+++ Records supplied +++

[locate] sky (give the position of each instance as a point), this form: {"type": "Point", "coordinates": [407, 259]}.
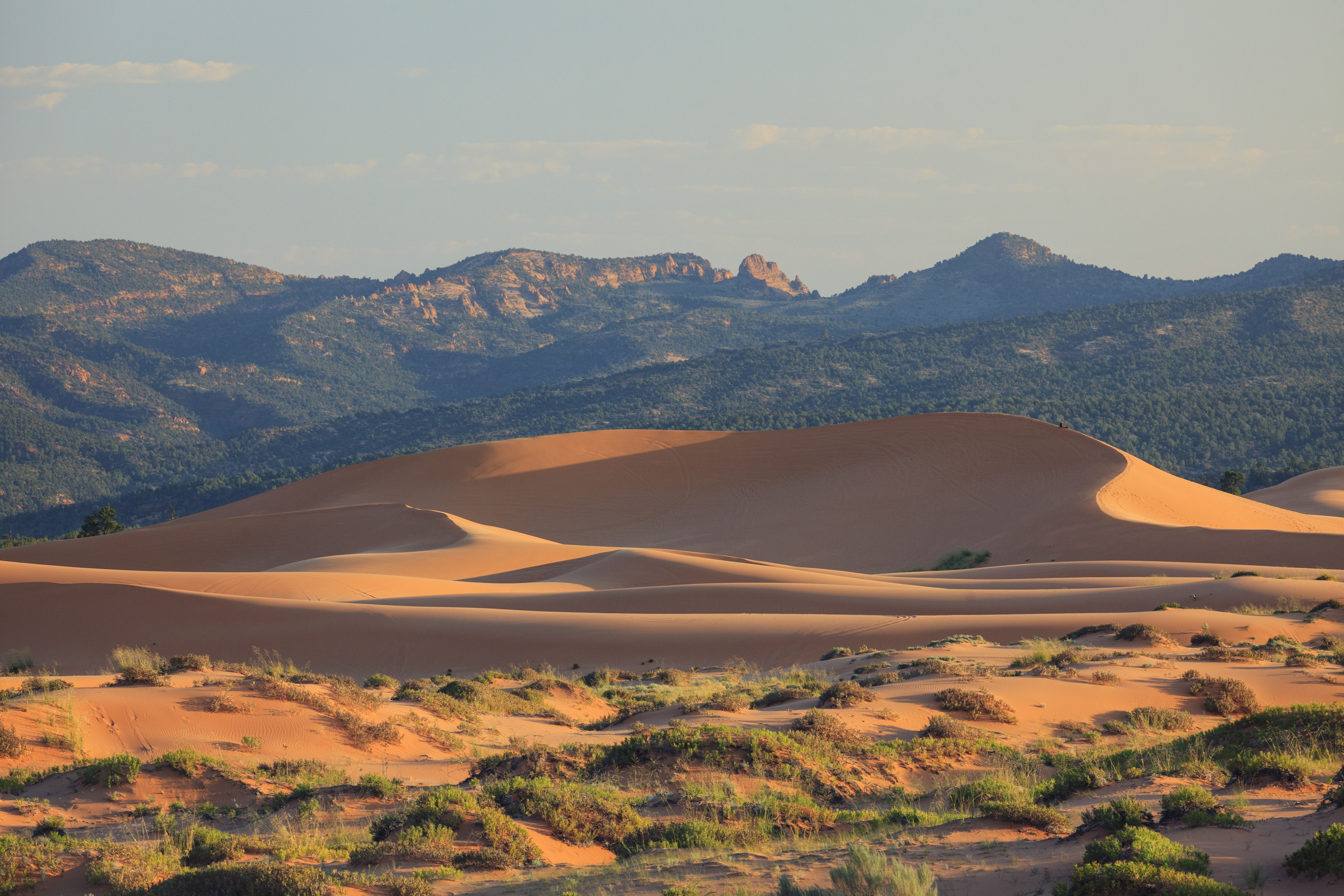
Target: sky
{"type": "Point", "coordinates": [839, 140]}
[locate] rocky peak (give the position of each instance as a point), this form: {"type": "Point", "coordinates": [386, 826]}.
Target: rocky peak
{"type": "Point", "coordinates": [1013, 249]}
{"type": "Point", "coordinates": [759, 276]}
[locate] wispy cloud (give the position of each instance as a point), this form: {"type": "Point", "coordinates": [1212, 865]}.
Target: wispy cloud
{"type": "Point", "coordinates": [759, 136]}
{"type": "Point", "coordinates": [74, 74]}
{"type": "Point", "coordinates": [52, 167]}
{"type": "Point", "coordinates": [45, 101]}
{"type": "Point", "coordinates": [329, 173]}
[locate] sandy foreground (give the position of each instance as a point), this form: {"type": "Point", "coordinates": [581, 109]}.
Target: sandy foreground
{"type": "Point", "coordinates": [736, 554]}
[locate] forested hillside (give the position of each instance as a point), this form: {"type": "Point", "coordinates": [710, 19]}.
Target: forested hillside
{"type": "Point", "coordinates": [1250, 381]}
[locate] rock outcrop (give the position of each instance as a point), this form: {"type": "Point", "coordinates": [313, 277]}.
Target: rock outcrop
{"type": "Point", "coordinates": [757, 276]}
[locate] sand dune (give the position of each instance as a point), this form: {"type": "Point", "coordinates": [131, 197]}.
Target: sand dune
{"type": "Point", "coordinates": [694, 546]}
{"type": "Point", "coordinates": [1319, 492]}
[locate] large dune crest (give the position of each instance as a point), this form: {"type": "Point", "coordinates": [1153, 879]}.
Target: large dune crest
{"type": "Point", "coordinates": [748, 534]}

+++

# [What the exercise asks]
Restate word for word the lines above, beginning with the one that contains "Target: sandy foreground" and ending with the last line.

# [Task result]
Target: sandy foreground
{"type": "Point", "coordinates": [736, 554]}
[locate] forested hillside (give the position of each instance as a point), this form: {"type": "Point", "coordinates": [710, 19]}.
Target: forested hillside
{"type": "Point", "coordinates": [1250, 381]}
[locate] rock outcrop (give the position of each instance as a point), this form: {"type": "Point", "coordinates": [313, 277]}.
Target: rock outcrop
{"type": "Point", "coordinates": [757, 276]}
[locate] sand dune (give the position of each instance as a point), this form: {"type": "Point", "coordinates": [131, 197]}.
Target: sand dune
{"type": "Point", "coordinates": [694, 546]}
{"type": "Point", "coordinates": [1319, 492]}
[locate] large dune crest (give the position of each instance as a point), this form: {"type": "Point", "coordinates": [1153, 879]}.
Target: large dune crest
{"type": "Point", "coordinates": [748, 534]}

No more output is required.